> [GIVEN PROBLEM A]: Restate the paragraph beginning "well, sure, but we want to hash the PGP signature" from the contract-hash email below in fewer words, keeping its main facts.
> [GIVEN PROBLEM B]: Continue the contract-hash email below, starting after its final quoted line.
— Begin SOURCE —
[Webfunds-devel] Cooking Hashes

Ian Grigg iang@systemics.com
Thu, 31 Aug 2000 20:24:22 -0400


"Jeroen C. van Gelderen" wrote:

> Unless I'm missing something...
> 
> I would suggest that the hash used is exactly the same
> hash that is signed by PGP. I.e. follow the OpenPGP rules
> exactly.

well, sure, but we want to hash the PGP signature as
well, in the sense that we want that signature, not
any other.  Our sense of deep suspicion means that
even a single byte changing, and we want to know why,
which is, in Ricardian terms, bounced up to the user
as "the contract isn't the same!"

So, we can't use the PGP hash, as we need to hash it
and the following sig as well.

> If we don't we'll end up with a contract hash that does not
> represent what the Issuer signed for. I.e. the OpenPGP
> signature is calculated over the contract without trailing
> CR/LF whereas our hash is calculated over the contract
> with CR/LF.
> 
> Additionally this would cause a problem where two contract
> hashes are considered to be different (i.e. different
> contracts) but OpenPGP would consider them to be the same
> and both valid.
> 
> If someone were to mutilate an existing contract by adding
> in the spurious newline, it would still look like a valid
> contract but the hash wouldn't be correct. I can feel a
> support headache coming up already ;-)

Yes, and no!  Yes, it would be a support headache, and no,
because this is exactly the support headache that we want
to generate, as we don't want even the slightest change to
slip thorugh.

> I'm not sure why you wouldn't strip of the trailing CR/LF.
> Enlighten me please! In any case, should we 'upgrade' to
> an XML format it wouldn't make a difference as the
> </contract> tag would denote the end of a contract
> unambiguously.
— End SOURCE —
— Begin MATERIAL —
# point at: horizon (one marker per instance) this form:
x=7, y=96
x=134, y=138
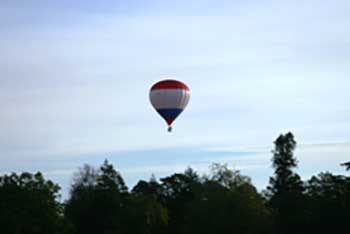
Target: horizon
x=75, y=79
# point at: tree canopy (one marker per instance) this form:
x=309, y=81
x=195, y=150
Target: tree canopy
x=222, y=201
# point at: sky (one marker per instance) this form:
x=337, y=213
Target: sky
x=75, y=78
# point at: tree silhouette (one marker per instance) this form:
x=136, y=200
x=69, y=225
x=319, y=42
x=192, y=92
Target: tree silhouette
— End MATERIAL —
> [RIGHT ANSWER A]: We also want to hash the PGP signature, because we want that exact signature and no other. Out of deep suspicion, we want to know why even a single byte changed, and in Ricardian terms that gets reported to the user as "the contract isn't the same!"

> [RIGHT ANSWER B]:
Yes, this is a different issue.  In deciding to regularise
the CR/LF back to "every line has one" rather than the *PGP
"optimisation," I had to think long and hard.  In the end, I
considered these things:

   * the dropping of the last CR/LF was a coding nuisance,
     resulting in bugs / support issues / knowledge issues.
   * PGP code gives us no support for any of this, it
     simply does the sig according to its rules, and returns
     the results - the hash is an internal issue only.
   * so much so that there is no external concept of
     calculating the pgp sig hash; the exported concept
     is one of calculating the sig, and how it does it is
     a PGP issue.
   * so we have to write the code anyway...
   * so, it is only programmers who are well versed in *both*
     code bodies that will ever know there is a difference.
   * meanwhile, there is an externally exported concept of
     calculating the Ricardian Hash - I want a FreeBSD pgm
     to do it, I'd like the same in dos, I'd like all the
     Perl to do it as easily as the Java as easily as all
     the other languages (and I want that *more* than checking
     the signatures, which can be farmed out to a PGP code
     base).
   * and, it is actually harder to write a simple script
     in Perl / shell / etc that treats the last line as
     distinct to the others with something as tricky as
     a newline difference (recall that these scripting
     languages are line based...).
   * and, it is what we've always used, and it has always
     worked well.

> I basically think that details like this are probably not
> what you want to try and explain to a judge and that's
> why I think following the OpenPGP signature rules could
> -despite some braindamage- be a better solution than not
> doing so...

I agree that a judge might be confused as to why we use a
distinct method to OpenPGP.  But I don't see it as so much
of an issue as the whole point of using this format is that
we do in fact surface any contract changes.  So whilst he
may say that we are confusing the issue by using different
formats, he cannot say that this confusion will result in
any difficulties for users, because all the code will work
with this method, and will all agree - or not as the case
may be.

It's a bit different to the contract clauses - there, we
need a clear mapping between technical processes (programs)
and visible processes (lawyers).

With the hash, there is no legal concept of interpretation;
so we can choose any way we like:  so we can choose the way
that best suits our needs.

> Which negotiation bit did I miss here? ;-/

The last 16?

:)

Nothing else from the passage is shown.